Records from a dataset:

——————

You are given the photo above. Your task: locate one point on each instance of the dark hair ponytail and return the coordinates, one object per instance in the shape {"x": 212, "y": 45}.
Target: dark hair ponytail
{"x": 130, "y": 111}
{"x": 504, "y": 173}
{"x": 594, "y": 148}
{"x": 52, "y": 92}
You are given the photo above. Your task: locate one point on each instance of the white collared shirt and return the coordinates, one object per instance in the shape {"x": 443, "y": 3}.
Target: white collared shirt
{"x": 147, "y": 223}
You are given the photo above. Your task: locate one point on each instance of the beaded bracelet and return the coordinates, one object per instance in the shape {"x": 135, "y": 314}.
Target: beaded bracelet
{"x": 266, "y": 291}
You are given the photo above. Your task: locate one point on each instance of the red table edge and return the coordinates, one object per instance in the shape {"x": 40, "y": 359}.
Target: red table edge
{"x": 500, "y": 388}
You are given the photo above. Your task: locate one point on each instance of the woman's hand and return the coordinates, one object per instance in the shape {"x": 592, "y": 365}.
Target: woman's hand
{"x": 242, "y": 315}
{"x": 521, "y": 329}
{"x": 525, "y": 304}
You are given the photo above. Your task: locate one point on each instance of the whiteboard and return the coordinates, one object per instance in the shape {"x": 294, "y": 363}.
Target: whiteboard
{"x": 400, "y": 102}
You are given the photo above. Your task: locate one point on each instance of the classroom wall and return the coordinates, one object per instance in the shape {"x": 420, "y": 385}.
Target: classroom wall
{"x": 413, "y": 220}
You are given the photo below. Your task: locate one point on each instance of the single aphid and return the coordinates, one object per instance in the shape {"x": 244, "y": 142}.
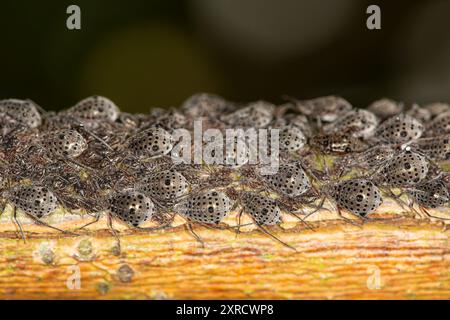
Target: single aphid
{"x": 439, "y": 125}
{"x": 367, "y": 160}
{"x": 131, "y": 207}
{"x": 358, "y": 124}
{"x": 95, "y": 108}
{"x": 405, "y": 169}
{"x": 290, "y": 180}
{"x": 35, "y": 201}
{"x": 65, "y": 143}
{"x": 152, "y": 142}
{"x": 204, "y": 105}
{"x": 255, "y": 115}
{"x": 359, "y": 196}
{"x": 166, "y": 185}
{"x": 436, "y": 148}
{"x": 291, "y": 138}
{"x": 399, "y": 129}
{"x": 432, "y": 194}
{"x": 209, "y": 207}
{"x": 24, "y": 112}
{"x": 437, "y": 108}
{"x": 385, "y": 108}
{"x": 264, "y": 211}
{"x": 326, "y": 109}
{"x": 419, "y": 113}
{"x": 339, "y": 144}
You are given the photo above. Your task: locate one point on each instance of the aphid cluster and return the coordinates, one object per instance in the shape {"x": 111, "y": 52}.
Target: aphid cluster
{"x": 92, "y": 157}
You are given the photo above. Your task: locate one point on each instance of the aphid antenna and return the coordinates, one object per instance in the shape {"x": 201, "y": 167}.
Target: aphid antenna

——————

[Challenge] Reproduce all of the data above line for line without changing anything, and leave out the picture.

[Solution for this exercise]
You are given the photo above. Your task: locate one point on each instance of the dark hair ponytail and return the coordinates, one object per instance in the shape {"x": 212, "y": 45}.
Target: dark hair ponytail
{"x": 130, "y": 111}
{"x": 504, "y": 173}
{"x": 594, "y": 148}
{"x": 52, "y": 92}
You are given the photo above. Your task: locate one point on each instance of the white collared shirt and return the coordinates, one object per instance in the shape {"x": 443, "y": 3}.
Target: white collared shirt
{"x": 147, "y": 223}
You are given the photo above. Your task: locate one point on each instance of the beaded bracelet and return the coordinates, one object per instance in the shape {"x": 135, "y": 314}.
Target: beaded bracelet
{"x": 266, "y": 291}
You are given the photo above. Your task: locate one point on each instance of the red table edge and return the coordinates, one object per instance in the shape {"x": 40, "y": 359}.
Target: red table edge
{"x": 500, "y": 388}
You are given the photo above. Your task: locate one point on each instance of the woman's hand and return the coordinates, one object per instance in the shape {"x": 592, "y": 365}.
Target: woman's hand
{"x": 242, "y": 315}
{"x": 521, "y": 329}
{"x": 525, "y": 304}
You are given the photo above. Your task: locate one point on each instance of the whiteboard and return the coordinates, one object per instance in the shape {"x": 294, "y": 363}.
Target: whiteboard
{"x": 400, "y": 102}
You are given the photo above. Your task: locate one point on each instance of the classroom wall and return the coordinates, one object per instance in the shape {"x": 420, "y": 385}.
Target: classroom wall
{"x": 413, "y": 220}
You are given the photo below. Your task: locate one point on each instance of the single aphid and return the coordinates, one object per instance in the shape {"x": 244, "y": 142}.
Target: single aphid
{"x": 439, "y": 125}
{"x": 367, "y": 160}
{"x": 131, "y": 207}
{"x": 358, "y": 124}
{"x": 95, "y": 108}
{"x": 405, "y": 169}
{"x": 290, "y": 180}
{"x": 35, "y": 201}
{"x": 65, "y": 143}
{"x": 152, "y": 142}
{"x": 204, "y": 105}
{"x": 255, "y": 115}
{"x": 359, "y": 196}
{"x": 166, "y": 185}
{"x": 436, "y": 148}
{"x": 291, "y": 138}
{"x": 399, "y": 129}
{"x": 432, "y": 194}
{"x": 209, "y": 207}
{"x": 24, "y": 112}
{"x": 437, "y": 108}
{"x": 385, "y": 108}
{"x": 264, "y": 211}
{"x": 326, "y": 109}
{"x": 419, "y": 113}
{"x": 339, "y": 144}
You are given the photo above. Your task: locate one point on each instance of the aphid cluster and return the coordinates, one object per instance in the shape {"x": 111, "y": 52}.
Target: aphid cluster
{"x": 92, "y": 157}
You are given the photo above. Your task: locate one point on each instance of the aphid antenna and return the coordinates, one object per instance in the shape {"x": 201, "y": 167}.
Target: aphid antenna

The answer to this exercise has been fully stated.